# Try it:
Please reproduce the listing below exactly, leaving out every picture.

# Data extracts:
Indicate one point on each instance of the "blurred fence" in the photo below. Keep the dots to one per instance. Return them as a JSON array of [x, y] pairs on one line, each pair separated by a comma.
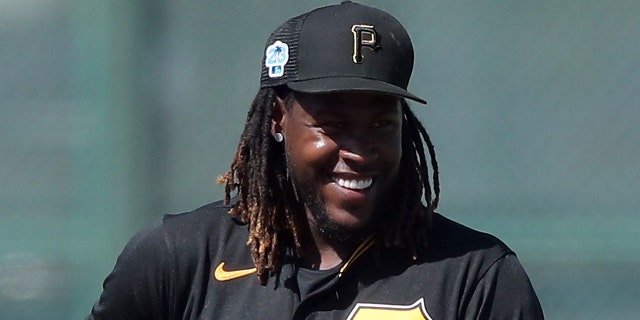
[[115, 112]]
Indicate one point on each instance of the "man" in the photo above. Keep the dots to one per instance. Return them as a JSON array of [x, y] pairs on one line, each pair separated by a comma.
[[332, 212]]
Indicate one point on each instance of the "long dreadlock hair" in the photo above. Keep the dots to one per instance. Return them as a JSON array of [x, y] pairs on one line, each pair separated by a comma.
[[267, 203]]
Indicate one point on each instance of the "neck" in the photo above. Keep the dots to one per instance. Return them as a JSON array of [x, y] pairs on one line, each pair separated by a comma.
[[323, 252]]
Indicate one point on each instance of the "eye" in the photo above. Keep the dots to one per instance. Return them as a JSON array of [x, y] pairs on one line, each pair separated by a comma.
[[384, 124], [333, 124]]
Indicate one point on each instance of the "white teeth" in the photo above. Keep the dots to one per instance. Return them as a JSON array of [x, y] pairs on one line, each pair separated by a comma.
[[354, 184]]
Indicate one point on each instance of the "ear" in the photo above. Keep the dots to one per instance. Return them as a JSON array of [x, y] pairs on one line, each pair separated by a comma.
[[278, 116]]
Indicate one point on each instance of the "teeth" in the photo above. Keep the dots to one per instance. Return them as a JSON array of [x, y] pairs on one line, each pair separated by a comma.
[[354, 184]]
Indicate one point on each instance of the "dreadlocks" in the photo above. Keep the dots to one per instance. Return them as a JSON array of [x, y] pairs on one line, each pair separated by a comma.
[[266, 200]]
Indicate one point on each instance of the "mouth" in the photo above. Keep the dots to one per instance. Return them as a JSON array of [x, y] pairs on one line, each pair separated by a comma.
[[354, 184]]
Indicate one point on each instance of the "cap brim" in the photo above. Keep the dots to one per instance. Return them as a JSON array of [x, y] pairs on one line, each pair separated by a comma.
[[324, 85]]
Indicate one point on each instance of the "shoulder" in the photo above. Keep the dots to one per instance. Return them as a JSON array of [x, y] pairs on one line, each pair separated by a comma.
[[450, 238], [181, 234], [196, 230], [454, 246]]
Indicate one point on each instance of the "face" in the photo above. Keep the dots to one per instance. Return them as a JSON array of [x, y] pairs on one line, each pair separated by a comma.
[[343, 154]]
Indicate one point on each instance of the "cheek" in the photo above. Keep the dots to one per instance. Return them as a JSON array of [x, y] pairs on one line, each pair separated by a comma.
[[311, 151]]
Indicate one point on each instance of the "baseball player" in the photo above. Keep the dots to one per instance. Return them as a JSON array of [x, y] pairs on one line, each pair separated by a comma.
[[329, 203]]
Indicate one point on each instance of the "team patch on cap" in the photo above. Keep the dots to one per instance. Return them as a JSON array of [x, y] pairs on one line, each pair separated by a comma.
[[276, 57]]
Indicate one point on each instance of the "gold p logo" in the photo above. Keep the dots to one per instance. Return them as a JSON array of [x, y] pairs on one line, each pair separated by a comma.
[[363, 36], [374, 311]]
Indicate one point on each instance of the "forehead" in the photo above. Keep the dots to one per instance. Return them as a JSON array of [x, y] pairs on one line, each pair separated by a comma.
[[347, 103]]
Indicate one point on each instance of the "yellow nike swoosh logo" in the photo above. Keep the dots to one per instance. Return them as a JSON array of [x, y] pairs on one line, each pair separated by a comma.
[[223, 275]]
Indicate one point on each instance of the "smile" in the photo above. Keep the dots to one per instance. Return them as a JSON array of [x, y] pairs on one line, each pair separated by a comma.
[[354, 184]]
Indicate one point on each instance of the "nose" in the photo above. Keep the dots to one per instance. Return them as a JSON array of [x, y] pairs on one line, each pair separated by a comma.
[[359, 148]]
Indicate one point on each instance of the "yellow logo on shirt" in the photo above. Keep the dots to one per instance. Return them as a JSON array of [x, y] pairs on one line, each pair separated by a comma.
[[223, 275], [375, 311]]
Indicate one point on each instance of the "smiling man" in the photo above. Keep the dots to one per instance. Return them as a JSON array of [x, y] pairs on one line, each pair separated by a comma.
[[329, 202]]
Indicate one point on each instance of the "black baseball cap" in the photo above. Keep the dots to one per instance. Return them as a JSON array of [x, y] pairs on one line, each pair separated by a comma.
[[344, 47]]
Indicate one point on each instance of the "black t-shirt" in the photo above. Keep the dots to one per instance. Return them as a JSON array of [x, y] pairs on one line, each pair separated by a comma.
[[197, 265]]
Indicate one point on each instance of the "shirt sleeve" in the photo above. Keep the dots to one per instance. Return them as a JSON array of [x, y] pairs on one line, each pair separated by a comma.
[[138, 286], [505, 292]]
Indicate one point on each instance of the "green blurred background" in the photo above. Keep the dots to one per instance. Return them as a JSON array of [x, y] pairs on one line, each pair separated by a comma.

# Answer section:
Indicate one point on each instance of the "blurred fence" in the photo below. Keep the dots to one per instance. Return them as a JSON array of [x, y] pairs on one line, each pair separated by a comma.
[[115, 112]]
Indicate one point on each instance of the "man" in the photo above. Keep the dots to one per instance. Return them as a JSON array of [x, y] pairs on one line, each pair separated by a comma.
[[332, 212]]
Indicate one point on each instance of the "long dreadlock hair" in the photo above. Keep the dots to one per instance. Return them as a JSON array of [x, y] pairs on one line, each pair separated by a comma.
[[267, 203]]
Indicate one point on each instance of the "neck" in the photo above. Keep the dots to one per instance. Return them as a JSON array of [x, y] pairs on one line, each pair separated by a comma.
[[323, 252]]
Indicate one point on each instance of the "eye" in the photo above. Keep the dots to one per instance. Return them as a JSON array of [x, y] pairs on one line, each pair separated by a comma.
[[384, 124], [333, 124]]
Indicate one point on each instance of the "white teeth" in the photo above. Keep the dots to one per instance. Return them as a JSON array of [x, y] pairs on one line, each pair separated by a comma.
[[354, 184]]
Indicate one point on each instance of the "ear" in the photo above. Keep the dots to one per instance. Return them as a JSON array of [x, y] pairs on one line, each pair separated by a comma.
[[278, 116]]
Indicate one point on each instance of the "teeth" in the photo above. Keep the dots to one per instance. Return them as a JSON array of [x, y] pairs on one line, each pair separated by a comma.
[[354, 184]]
Indicate one point on each instance of the "dreadlocks" in the photo above. Keep the dots to one per instance. Return them as a JSON array of [x, y] pairs on one line, each pair separated by a comma.
[[266, 200]]
Indicate one point on each instance of the "mouth" in the photo above. Keep the dots to one per instance. Return them as a JSON array of [x, y] pairs on one line, each pair separated by a comma.
[[354, 184]]
Indicate one point on each instance of the "cap brim" in the photo above. Keep the dots to one per instance. Return them as a JSON array of [x, y] pairs on one line, each pair separated by a comma.
[[324, 85]]
Indicate one point on each instance of the "shoulder" in the photo above. Keep the dots to one per instance. Return them as a JSON array of [x, y] pairs on one line, each pair separated by a comma.
[[450, 238], [181, 234], [196, 230], [454, 246]]
Indicate one point on each instance of the "face" in the photo above. Keep the dots to one per instance. Return them as a JSON array of [x, y] pairs on one line, each pair separated by a comma.
[[343, 154]]
Indicate one point on each instance of the "cheek" in the photo above. Keep the dots to one per instance. Return them as a JSON array of [x, y] pairs on one line, each pair separated by a comma.
[[311, 151]]
Indicate one point on each instance of the "baseball player" in the photo above. Keep the dots to one per instance. Return them as a JSON array of [x, y] pairs on one line, each pair separated by a comma.
[[329, 203]]
Indicate one point on each instance of the "team patch on cap" in the photo above. Keep the dots to one per instance. Return them as a JSON array of [x, y] pairs on one line, each pair separated by a comma.
[[276, 57]]
Indicate one point on each instance of the "gold p logo" in the photo above. Keep the dots to one per instance. Return them as a JSON array of [x, y] pairs on one line, each pair separated by a comma.
[[363, 36], [374, 311]]
Indicate one point on each instance of the "forehead" in the photo above. Keep the dots to one per instance. Return them as a JSON array of [x, y] pairs on one line, each pair separated by a comma.
[[347, 103]]
Indicate one point on each instance of the "yellow nike swoosh logo" in the photo above. Keep the dots to one per instance. Return them as a JSON array of [x, y] pairs on one line, each pair separated by a comma.
[[223, 275]]
Indicate one point on each instance of the "smile" in the photo above. Keep the dots to one per instance. Return them as a JSON array of [x, y] pairs on one line, each pair separated by a comma.
[[354, 184]]
Indicate one point on each instance of the "nose" in the photo above. Keep the dots to one per instance. Return them as a JSON array of [x, y] pairs on one line, each pair separated by a comma.
[[359, 148]]
Indicate one point on each instance of the "yellow logo on shirt" in the photo above. Keep the dots to one per instance. Return them as a JSON array of [x, y] pairs on one line, each pair separated by a comma.
[[223, 275], [375, 311]]
Indicate one point on each instance of the "smiling man" in the photo above. Keep the dots to one per instance. Return them as a JSON array of [x, y] pairs on one line, each pair separated by a comma.
[[329, 202]]
Indicate one point on each instance of the "black baseball cap" in the photo above. Keep the dots to one per instance. Return them as a JSON array of [x, y] pairs on one line, each pair separated by a comma.
[[344, 47]]
Indicate one point on each instance of the "black t-shirt" in the photo above. Keep the dots to one per instance. Return them as a JSON array of [x, y] pairs on one line, each pair separated by a comma.
[[197, 265]]
Indicate one point on each instance of the "shirt sleeve" in the photo above. Keep the dots to one per instance. Return them as a JSON array of [x, y] pairs on one line, each pair separated by a comma.
[[138, 286], [505, 292]]
Indicate one point on each instance of the "green blurred background" in the photo above. Keep the dots to one per instance. Return them as a JSON array of [x, y] pairs on one line, each pair separated by a comma.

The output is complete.